[Data shown — start]
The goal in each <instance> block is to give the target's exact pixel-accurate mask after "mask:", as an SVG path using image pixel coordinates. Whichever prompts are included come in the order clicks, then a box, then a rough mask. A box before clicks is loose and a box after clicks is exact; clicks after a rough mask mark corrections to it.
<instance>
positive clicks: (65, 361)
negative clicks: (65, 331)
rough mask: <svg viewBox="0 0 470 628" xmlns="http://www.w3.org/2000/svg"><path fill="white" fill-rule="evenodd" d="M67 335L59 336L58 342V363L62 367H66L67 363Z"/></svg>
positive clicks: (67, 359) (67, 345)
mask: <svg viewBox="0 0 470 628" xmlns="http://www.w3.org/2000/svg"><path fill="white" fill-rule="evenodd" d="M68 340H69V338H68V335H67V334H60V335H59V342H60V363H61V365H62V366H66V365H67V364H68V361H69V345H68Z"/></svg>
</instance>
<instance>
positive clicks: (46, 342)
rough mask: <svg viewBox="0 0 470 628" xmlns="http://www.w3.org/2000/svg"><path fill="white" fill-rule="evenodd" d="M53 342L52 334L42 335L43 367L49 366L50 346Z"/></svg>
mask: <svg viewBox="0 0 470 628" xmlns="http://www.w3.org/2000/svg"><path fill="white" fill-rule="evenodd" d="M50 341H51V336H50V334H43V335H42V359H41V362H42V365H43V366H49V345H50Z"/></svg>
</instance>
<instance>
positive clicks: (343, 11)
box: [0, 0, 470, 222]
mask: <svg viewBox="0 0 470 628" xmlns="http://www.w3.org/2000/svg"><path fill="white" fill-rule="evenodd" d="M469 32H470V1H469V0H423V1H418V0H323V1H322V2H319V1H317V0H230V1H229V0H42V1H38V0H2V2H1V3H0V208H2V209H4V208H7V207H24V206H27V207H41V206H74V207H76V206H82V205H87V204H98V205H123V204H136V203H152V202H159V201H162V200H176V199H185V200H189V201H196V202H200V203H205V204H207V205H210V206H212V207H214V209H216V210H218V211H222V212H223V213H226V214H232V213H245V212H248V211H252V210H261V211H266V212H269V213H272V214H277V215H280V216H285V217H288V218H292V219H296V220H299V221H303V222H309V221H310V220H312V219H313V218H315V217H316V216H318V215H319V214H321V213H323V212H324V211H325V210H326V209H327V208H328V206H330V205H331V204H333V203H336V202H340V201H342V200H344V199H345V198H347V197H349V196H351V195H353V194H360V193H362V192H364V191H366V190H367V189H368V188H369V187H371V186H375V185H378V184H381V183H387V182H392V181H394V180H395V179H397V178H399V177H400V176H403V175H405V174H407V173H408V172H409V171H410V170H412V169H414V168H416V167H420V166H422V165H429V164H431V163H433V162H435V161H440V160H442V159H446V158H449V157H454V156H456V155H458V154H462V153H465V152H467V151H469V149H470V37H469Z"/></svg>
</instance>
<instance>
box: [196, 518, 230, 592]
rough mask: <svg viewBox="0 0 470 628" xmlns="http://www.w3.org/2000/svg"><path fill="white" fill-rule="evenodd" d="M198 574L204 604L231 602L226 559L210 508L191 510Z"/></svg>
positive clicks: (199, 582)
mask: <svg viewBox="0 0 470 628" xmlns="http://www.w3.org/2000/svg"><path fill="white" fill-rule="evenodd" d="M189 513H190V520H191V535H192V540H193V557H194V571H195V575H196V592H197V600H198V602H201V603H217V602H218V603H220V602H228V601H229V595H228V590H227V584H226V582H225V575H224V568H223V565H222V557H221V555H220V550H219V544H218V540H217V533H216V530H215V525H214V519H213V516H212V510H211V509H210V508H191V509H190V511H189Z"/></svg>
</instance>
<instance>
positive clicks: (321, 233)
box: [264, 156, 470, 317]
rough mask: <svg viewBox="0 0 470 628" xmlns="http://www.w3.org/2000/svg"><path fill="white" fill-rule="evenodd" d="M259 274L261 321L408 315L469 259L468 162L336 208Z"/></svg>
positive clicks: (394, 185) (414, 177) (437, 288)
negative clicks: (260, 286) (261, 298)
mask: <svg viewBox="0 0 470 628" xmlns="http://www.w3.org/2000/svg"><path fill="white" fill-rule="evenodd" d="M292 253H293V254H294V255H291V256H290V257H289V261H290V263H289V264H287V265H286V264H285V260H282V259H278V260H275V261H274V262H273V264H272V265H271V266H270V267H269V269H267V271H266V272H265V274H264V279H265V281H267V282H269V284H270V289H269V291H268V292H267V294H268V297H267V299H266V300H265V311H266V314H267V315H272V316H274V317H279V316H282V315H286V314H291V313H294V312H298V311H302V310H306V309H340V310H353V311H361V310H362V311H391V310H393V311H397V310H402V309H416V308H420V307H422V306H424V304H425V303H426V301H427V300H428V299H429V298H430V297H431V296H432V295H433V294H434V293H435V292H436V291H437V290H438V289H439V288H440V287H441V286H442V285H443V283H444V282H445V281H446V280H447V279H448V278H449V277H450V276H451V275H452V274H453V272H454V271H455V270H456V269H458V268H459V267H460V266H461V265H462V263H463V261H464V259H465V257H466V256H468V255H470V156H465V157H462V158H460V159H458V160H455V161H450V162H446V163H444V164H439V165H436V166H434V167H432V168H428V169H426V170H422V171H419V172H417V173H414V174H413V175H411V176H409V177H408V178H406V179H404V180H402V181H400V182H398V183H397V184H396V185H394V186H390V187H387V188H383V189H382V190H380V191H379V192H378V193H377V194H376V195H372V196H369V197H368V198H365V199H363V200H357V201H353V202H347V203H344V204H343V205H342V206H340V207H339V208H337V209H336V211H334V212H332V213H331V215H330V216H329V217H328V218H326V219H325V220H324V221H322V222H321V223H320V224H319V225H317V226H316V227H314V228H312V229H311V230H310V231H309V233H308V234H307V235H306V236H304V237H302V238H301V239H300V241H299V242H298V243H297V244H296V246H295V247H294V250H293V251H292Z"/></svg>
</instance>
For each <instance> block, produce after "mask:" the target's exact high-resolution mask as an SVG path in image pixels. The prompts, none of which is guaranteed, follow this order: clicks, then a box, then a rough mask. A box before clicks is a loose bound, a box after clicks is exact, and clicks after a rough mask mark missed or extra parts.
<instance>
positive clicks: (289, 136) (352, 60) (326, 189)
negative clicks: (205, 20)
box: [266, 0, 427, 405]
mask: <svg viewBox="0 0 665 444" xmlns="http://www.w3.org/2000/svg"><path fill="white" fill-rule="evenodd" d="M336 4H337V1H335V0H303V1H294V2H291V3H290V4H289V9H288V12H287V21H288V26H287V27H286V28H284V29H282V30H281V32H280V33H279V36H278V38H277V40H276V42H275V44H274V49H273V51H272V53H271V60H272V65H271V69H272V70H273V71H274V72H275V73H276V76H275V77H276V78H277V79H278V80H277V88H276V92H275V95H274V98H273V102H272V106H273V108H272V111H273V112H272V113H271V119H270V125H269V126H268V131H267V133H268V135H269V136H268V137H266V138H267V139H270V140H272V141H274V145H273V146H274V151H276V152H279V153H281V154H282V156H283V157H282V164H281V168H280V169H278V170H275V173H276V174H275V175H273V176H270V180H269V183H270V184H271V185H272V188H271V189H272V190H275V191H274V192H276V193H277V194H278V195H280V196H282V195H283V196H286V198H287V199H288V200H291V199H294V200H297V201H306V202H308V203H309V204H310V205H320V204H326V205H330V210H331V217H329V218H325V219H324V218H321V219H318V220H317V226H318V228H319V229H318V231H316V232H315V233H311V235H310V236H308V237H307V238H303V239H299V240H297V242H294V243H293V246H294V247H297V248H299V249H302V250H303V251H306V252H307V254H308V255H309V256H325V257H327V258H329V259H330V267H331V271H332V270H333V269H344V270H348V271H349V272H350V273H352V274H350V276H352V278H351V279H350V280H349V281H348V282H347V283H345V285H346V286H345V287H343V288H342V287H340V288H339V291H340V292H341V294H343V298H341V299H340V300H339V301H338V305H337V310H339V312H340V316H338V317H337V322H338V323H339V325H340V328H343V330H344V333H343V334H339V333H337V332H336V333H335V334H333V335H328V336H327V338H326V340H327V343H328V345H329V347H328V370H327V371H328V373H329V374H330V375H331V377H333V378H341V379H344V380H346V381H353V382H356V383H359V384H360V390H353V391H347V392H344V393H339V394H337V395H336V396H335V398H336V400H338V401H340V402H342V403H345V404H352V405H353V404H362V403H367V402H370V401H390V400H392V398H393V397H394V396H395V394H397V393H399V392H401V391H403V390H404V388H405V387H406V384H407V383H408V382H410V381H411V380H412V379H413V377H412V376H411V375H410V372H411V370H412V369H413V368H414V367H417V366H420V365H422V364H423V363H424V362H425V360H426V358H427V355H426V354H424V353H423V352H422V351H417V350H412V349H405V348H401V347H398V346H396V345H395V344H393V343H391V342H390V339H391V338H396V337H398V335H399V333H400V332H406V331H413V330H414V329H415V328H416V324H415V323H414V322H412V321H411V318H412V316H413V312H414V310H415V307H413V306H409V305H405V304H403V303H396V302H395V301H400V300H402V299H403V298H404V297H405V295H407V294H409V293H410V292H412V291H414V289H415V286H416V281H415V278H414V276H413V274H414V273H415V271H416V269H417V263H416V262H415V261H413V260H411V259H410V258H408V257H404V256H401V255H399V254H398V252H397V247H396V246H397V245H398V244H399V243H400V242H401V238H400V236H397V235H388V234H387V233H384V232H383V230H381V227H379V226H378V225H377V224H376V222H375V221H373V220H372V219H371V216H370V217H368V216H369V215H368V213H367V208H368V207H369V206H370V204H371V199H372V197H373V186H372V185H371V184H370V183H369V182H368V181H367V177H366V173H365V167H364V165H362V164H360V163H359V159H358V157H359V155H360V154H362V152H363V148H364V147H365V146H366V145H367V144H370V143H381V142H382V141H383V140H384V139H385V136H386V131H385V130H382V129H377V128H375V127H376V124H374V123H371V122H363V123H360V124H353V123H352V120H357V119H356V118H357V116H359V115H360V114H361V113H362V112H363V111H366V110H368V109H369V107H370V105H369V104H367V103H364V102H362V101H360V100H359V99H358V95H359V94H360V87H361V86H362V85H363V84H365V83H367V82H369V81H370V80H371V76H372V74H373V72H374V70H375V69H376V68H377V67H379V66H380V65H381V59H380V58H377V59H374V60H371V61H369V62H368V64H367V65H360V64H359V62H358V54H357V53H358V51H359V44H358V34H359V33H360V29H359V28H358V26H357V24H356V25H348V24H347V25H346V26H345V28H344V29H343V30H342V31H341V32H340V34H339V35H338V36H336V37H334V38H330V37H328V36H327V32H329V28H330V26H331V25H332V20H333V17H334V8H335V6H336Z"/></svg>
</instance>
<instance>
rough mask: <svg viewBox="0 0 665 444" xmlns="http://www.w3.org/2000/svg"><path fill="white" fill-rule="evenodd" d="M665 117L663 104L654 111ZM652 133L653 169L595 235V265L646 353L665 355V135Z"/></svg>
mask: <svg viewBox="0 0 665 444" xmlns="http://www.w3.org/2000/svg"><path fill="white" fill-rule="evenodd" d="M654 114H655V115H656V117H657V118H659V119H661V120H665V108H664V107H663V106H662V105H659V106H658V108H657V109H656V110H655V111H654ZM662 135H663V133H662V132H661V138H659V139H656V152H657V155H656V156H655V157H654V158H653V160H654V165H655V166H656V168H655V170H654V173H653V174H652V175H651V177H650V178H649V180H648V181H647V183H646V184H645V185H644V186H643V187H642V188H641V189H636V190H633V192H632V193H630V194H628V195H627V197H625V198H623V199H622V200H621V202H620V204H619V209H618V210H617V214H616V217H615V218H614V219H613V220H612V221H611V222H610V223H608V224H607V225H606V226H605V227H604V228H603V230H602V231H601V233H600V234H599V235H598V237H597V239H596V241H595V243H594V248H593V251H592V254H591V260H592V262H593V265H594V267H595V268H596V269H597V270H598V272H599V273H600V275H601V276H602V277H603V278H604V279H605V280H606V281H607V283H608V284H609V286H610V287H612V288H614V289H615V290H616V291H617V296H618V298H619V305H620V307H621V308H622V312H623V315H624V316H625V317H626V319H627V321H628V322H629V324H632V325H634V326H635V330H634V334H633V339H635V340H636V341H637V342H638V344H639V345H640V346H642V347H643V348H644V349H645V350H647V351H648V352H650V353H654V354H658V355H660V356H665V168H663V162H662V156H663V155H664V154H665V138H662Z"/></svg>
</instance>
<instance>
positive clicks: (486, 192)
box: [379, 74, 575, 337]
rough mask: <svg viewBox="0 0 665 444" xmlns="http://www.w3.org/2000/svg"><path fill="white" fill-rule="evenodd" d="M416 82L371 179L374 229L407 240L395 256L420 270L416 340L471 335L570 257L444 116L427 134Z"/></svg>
[Data shown — finish]
*Requirement*.
Transcribe only, please, the lines from the first line of the records through the line with "positive clicks: (343, 11)". Both of those lines are included.

*Task output*.
The goal in each <instance> block is to give the target's exact pixel-accurate mask after "mask:", as an SVG path using image pixel coordinates. Whichever prompts are included come in the order clicks, then a box, then a rough mask. A box before clicks is loose and a box after clicks is exact; clicks after a rough mask mark corrections to it.
<instance>
positive clicks: (65, 361)
negative clicks: (65, 331)
rough mask: <svg viewBox="0 0 470 628" xmlns="http://www.w3.org/2000/svg"><path fill="white" fill-rule="evenodd" d="M67 335L59 336L58 342V363L62 367H66L67 363Z"/></svg>
positive clicks: (67, 359) (67, 345)
mask: <svg viewBox="0 0 470 628" xmlns="http://www.w3.org/2000/svg"><path fill="white" fill-rule="evenodd" d="M68 340H69V338H68V335H67V334H60V335H59V342H60V363H61V365H62V366H66V365H67V364H68V361H69V345H68Z"/></svg>
</instance>
<instance>
positive clicks: (46, 342)
rough mask: <svg viewBox="0 0 470 628" xmlns="http://www.w3.org/2000/svg"><path fill="white" fill-rule="evenodd" d="M53 342L52 334L42 335L43 367L49 366L50 346Z"/></svg>
mask: <svg viewBox="0 0 470 628" xmlns="http://www.w3.org/2000/svg"><path fill="white" fill-rule="evenodd" d="M50 341H51V336H50V334H43V335H42V359H41V362H42V365H43V366H49V345H50Z"/></svg>
</instance>
<instance>
positive clicks: (343, 11)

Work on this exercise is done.